▶ _Data to process_
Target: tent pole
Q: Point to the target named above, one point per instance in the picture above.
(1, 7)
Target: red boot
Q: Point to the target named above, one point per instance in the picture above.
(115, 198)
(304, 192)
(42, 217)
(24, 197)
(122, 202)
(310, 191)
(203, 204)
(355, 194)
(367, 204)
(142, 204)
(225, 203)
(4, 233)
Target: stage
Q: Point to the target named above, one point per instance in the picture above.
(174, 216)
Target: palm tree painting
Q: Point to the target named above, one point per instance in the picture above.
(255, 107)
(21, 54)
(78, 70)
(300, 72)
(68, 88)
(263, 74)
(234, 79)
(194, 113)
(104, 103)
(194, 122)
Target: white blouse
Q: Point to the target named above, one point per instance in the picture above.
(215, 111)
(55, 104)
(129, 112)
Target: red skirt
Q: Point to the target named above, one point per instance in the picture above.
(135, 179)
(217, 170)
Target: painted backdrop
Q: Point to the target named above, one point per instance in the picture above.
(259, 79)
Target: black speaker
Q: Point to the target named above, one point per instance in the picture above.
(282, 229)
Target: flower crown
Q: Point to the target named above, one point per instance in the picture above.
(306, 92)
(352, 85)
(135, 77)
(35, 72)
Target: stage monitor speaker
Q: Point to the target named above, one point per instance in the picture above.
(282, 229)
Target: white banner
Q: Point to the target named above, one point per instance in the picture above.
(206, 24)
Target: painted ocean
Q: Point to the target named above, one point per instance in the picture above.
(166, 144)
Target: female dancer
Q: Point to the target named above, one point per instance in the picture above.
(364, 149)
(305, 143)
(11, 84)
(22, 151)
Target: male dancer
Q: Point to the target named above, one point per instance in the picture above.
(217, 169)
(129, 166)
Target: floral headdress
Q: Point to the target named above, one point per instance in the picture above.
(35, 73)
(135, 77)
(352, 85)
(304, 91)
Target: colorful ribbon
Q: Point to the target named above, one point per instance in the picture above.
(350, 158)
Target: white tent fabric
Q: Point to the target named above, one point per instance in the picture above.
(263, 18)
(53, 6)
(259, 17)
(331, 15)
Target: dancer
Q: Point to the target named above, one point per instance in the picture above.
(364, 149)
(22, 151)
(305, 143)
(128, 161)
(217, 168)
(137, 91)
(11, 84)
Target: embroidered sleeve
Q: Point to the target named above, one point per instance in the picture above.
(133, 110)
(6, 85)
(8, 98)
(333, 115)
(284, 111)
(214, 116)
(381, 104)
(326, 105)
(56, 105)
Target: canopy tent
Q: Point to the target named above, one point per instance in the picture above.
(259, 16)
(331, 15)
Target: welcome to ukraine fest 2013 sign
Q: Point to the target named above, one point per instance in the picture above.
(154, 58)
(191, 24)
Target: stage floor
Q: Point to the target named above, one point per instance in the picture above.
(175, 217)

▶ _Task brief_
Rename "dancer" to "performer" everywhere it occurs in the data above, and give the data again with nothing else changed.

▶ _Task response_
Target: tent pole
Q: Point to the target named above, one point per instance in the picture above.
(1, 7)
Target: red boot
Q: Point to the target named above, one point per instance in the picture above.
(115, 198)
(304, 192)
(42, 217)
(24, 197)
(122, 202)
(310, 191)
(203, 204)
(355, 194)
(367, 204)
(142, 204)
(225, 203)
(4, 233)
Target: stage
Q: Point to the target named above, one point per instance in the picture above.
(174, 216)
Target: palm tree painting
Q: Point to the target named above, one point per instance in the picture above.
(255, 107)
(21, 54)
(78, 70)
(300, 72)
(68, 88)
(263, 74)
(234, 79)
(194, 113)
(104, 103)
(194, 122)
Target: white blouse
Q: Point to the target named above, one point per instance in the picture above.
(215, 111)
(55, 104)
(129, 112)
Target: red skirt
Q: Point to the target named above, one point per instance in the picture above.
(135, 179)
(217, 170)
Target: painted backdrop
Q: Point to the target named above, one point per instance in the picture above.
(259, 79)
Target: black speaker
Q: Point to the target named above, one point per instance in the picture above.
(282, 229)
Target: flower crown
Q: Point to the target named above, one point per instance in the picture above.
(306, 92)
(352, 85)
(135, 77)
(35, 72)
Target: stage monitor speaker
Q: Point to the target named above, one point per instance in the picture above.
(282, 229)
Target: white banner
Q: Point to the target named above, one point per instance in the picture above.
(206, 24)
Target: painted ocean
Q: Point to the target named above, one point per instance in the picture above.
(166, 144)
Target: female performer
Q: Point to the target named above, one point per instance in the picture above.
(364, 149)
(305, 143)
(11, 84)
(22, 151)
Target: male performer
Q: Point to the target named above, one point per instance in the picture above.
(217, 169)
(129, 166)
Target: floral headdress
Q: Point to the target named above, one point per instance in the picture above.
(35, 73)
(135, 77)
(352, 85)
(304, 91)
Target: colorful ribbon
Q: Point to the target named above, one point per instance in the picture above.
(350, 158)
Target: white tent fabric
Q: Point to the target named above, one point per instance in the picture above.
(263, 18)
(53, 6)
(259, 17)
(331, 15)
Target: performer
Q: Point to the target named above, one point per instance in the picture above.
(364, 149)
(22, 151)
(305, 143)
(128, 161)
(217, 168)
(137, 91)
(11, 84)
Target: embroidered sleeve
Q: Point to the target named above, one point per instance in the picture above.
(133, 110)
(6, 85)
(8, 98)
(333, 115)
(284, 111)
(214, 116)
(381, 104)
(326, 105)
(56, 105)
Target: canopy tent
Q: Point to the target named above, one point per instance in the picture above.
(259, 16)
(331, 15)
Target: welcome to ukraine fest 2013 sign
Q: Point to the target named above, one point per instance in the picture above.
(154, 58)
(191, 24)
Target: stage floor
Q: Point to the target named above, one point per instance in the picture above.
(175, 217)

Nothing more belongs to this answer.